----- SUPPLIED MATERIAL -----
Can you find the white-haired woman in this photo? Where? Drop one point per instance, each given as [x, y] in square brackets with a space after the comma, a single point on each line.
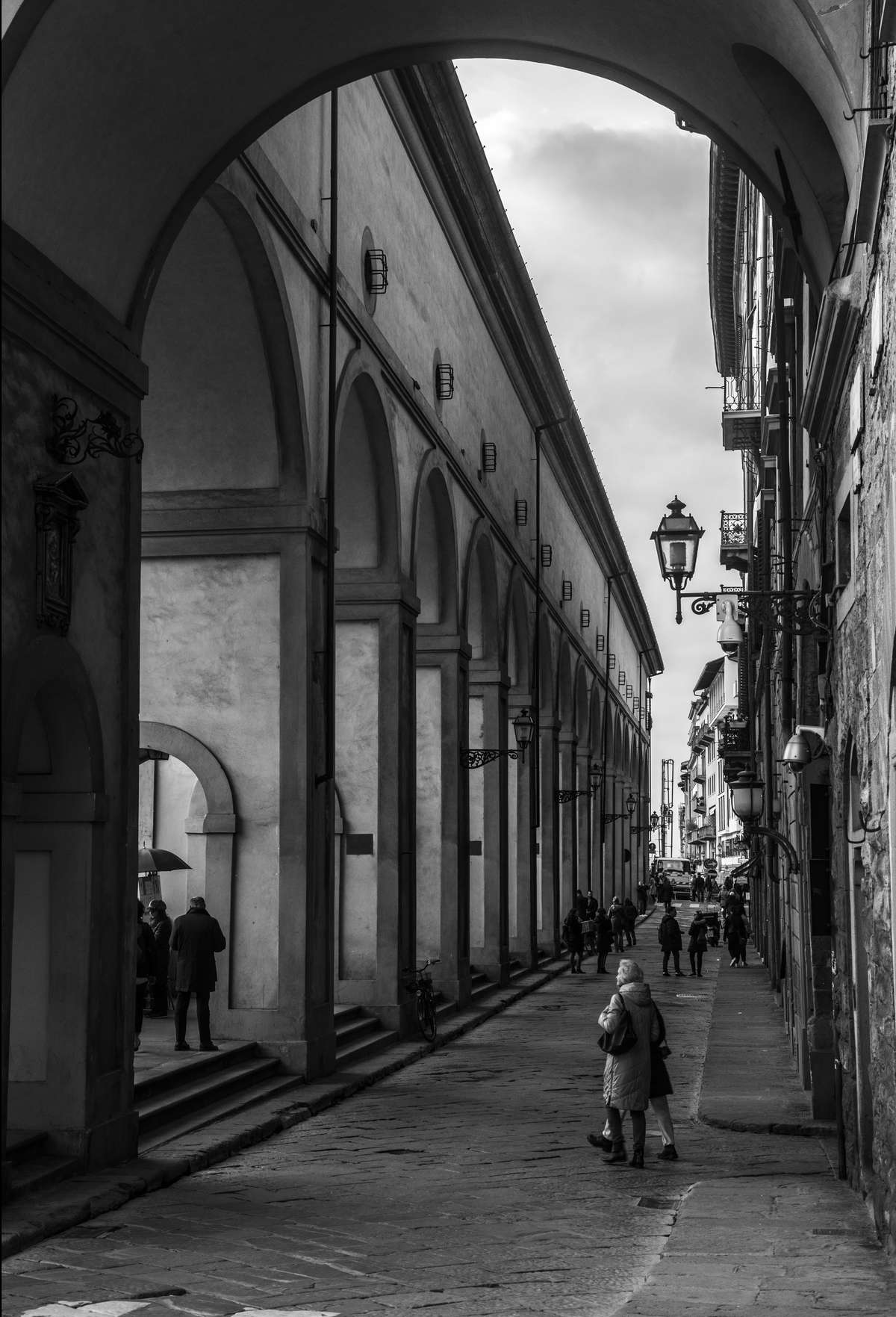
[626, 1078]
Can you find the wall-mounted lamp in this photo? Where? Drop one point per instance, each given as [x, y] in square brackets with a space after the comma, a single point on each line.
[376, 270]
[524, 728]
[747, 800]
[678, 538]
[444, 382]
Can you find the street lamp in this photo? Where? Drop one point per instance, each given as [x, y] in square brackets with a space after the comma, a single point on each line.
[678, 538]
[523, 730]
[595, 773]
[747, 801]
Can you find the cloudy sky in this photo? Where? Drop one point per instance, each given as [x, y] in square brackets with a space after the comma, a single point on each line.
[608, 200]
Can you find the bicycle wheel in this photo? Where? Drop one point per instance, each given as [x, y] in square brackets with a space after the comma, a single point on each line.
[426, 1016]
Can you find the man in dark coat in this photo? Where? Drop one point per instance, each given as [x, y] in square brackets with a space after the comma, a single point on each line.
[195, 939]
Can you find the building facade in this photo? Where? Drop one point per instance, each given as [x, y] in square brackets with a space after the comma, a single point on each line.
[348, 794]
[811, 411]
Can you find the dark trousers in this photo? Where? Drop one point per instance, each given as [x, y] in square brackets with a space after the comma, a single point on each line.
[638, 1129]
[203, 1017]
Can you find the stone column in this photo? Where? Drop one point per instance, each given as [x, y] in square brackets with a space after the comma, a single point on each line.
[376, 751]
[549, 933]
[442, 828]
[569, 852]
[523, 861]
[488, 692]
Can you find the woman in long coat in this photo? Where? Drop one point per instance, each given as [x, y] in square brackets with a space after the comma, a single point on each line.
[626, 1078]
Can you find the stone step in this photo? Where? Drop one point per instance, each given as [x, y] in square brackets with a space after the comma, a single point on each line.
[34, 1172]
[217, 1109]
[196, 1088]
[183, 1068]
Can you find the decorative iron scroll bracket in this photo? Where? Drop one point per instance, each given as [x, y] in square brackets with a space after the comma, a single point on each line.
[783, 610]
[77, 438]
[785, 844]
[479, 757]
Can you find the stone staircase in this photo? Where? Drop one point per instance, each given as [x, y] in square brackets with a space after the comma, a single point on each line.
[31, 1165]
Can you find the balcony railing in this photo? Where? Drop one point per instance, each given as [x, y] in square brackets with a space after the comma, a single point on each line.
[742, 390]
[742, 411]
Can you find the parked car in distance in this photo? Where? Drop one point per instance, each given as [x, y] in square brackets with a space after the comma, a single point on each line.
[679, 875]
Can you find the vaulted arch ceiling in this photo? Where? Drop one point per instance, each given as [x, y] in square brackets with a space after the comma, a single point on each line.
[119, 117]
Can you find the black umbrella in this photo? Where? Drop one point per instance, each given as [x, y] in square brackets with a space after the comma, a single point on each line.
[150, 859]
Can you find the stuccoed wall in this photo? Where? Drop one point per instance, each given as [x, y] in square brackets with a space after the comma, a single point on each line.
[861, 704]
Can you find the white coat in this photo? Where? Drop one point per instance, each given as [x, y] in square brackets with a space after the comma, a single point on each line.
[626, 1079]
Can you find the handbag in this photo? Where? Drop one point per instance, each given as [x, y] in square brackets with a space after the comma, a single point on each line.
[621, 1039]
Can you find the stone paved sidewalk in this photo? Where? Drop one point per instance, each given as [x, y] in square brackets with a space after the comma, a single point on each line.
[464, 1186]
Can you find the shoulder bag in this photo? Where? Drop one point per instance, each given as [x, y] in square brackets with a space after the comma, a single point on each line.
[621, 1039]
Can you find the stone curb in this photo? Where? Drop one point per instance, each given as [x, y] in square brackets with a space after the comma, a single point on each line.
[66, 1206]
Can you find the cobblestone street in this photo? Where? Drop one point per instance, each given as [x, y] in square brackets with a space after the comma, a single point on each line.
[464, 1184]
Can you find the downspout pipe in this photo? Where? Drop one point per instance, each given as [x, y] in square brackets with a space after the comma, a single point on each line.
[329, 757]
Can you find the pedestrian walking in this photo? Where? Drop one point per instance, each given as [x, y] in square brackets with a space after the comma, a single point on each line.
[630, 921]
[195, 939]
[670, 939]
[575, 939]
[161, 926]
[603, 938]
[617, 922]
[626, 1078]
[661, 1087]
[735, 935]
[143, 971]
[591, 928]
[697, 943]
-----
*WHAT YOU WILL DO*. Leave out all images, then reproduce the entries above exactly.

*TASK SOLUTION*.
Can you find the white-haired woman in this photo? Where? Drop one point per instance, each given as [x, y] in square brackets with a space after the comma, a single point on each line.
[626, 1078]
Can you find the wall-mounted lamp in this photo? Where? Drop one point per instance, each given as [x, y] in square brackets with a space after the comma, a single point on each line.
[376, 270]
[524, 728]
[747, 800]
[678, 538]
[444, 382]
Can you find the street lamp in this photo? Where? Drop one point per instance, each given as [x, y] in square brackets with a space after the comma, a single point on each line.
[678, 538]
[523, 730]
[595, 773]
[747, 801]
Can you find the cloudy sky in this photo? Where? Drop one point per instance, each given as [x, y] in square brackets with a space after the comma, a single point on each line.
[608, 200]
Can you find the bicycle wheel in this photo? Where? Drop one point per instance, each given as [x, y] in square brackets with a space after the comma, a single point on each line.
[426, 1016]
Can you find the man in dark coat in this photo? Where? Drop one point per instance, each given as [x, y] in square brackets with a space after the comma, a single point on each line.
[195, 939]
Can you find the building facade in this photo? Where? Drop one point per instance, each given as [x, y] in square brackets with a space after the comma, a single point on each line.
[348, 794]
[811, 411]
Can you find the dark trousers in this photo? Where? Drop one point per instance, each given as [x, y] in square brackets with a space after the comma, a single point on each line.
[638, 1129]
[203, 1017]
Can you find the stone column in this photo? Where? Drop one point per instance, each given as [x, y] in square brackets with a space after the comma, a single point on each line.
[376, 751]
[549, 933]
[442, 828]
[569, 852]
[523, 861]
[488, 692]
Can you find the woman in long coat in this photo? Where? Drop one point per instance, each given as [x, y] in square brackets with a space after the comma, a single point on each line.
[626, 1078]
Can you find the stone step in this photo? Where? Drop one point per instance, each given as [x, y] in square brackets with a space after the comma, a single point on each line.
[34, 1172]
[217, 1109]
[196, 1088]
[183, 1068]
Can you find the decorative iron scroll bracket in this photo? Where? Drop one point per instance, each given as [x, y] in square brackets with a space after the comma, a single point on each line.
[783, 610]
[77, 438]
[785, 844]
[479, 757]
Can you find the stone staircase in this photo? Where? Drop one point per instance, each given as [x, y] in square brackets with a space after the comma, a single point on each line.
[31, 1165]
Can you find the balcony railing in this photo? Where? Drop one point per instance, each given as [x, y] in square brackets with a space after the comma, a single point on each line.
[742, 390]
[742, 411]
Can you find the parked car in distance in this photo? Where? Drop one point per instance, each given as [x, y] in square brackets with a space after the comma, a single point on each line.
[679, 875]
Can you find the vaulted arch ceiling in this photo? Where? Drop one point per instance, each given as [x, y] in square brackets with a space after the comma, a single point on each line.
[119, 117]
Can you find the black umbrella in this photo? Where? Drop one point per instance, each given as [x, y] in square brackets with a space after the comma, a single point on each line.
[150, 859]
Can you find the stuccoed wall in this photo? Where? Drop one point per instance, each given as [x, y] in square brackets with a space after the comma, a single point on each line.
[861, 704]
Can you find the white coat in this photo? Where? Drop one point per instance, each given as [x, y] in square brackets with a space after the comma, a single point on each line.
[626, 1079]
Can you find the handbag in this photo? Where? Drop one point per instance, each given as [x, y] in square brackets with a space after the comma, a single point on each line.
[621, 1039]
Can you find the stone paved sidewalk in this photo? Where? Drop one point per instance, each given as [x, y] in square brackets with a space after the comma, a single point on each line.
[464, 1186]
Can you find the shoulder bag in this photo? Where? Drop one point per instance, each given as [x, y] in square brackets with a space after the comma, a single point on each line.
[621, 1039]
Can you find the stone curb in this photo? Where? Drop one point per instance, each given as [x, y] in square brackets with a space after the comma, a single point on each line.
[66, 1206]
Can you find the cobblestone street in this photo? Where? Drop one point per instance, each given as [x, y] in square brackets with a space after the comma, a single point on each line.
[464, 1184]
Can you find the downspout pipe in this photo? Where? Drop one point per instance, each given as [x, y] in square brackets with a space after the comma, a single point on each line.
[329, 757]
Can you find the pedestrian walking in this photo? Where? Drop one point per instance, each given as [x, y] in square brackets with a space after the comma, a single point on each line.
[630, 921]
[195, 939]
[670, 939]
[575, 939]
[161, 926]
[603, 938]
[617, 922]
[626, 1078]
[661, 1087]
[735, 935]
[143, 971]
[591, 928]
[697, 943]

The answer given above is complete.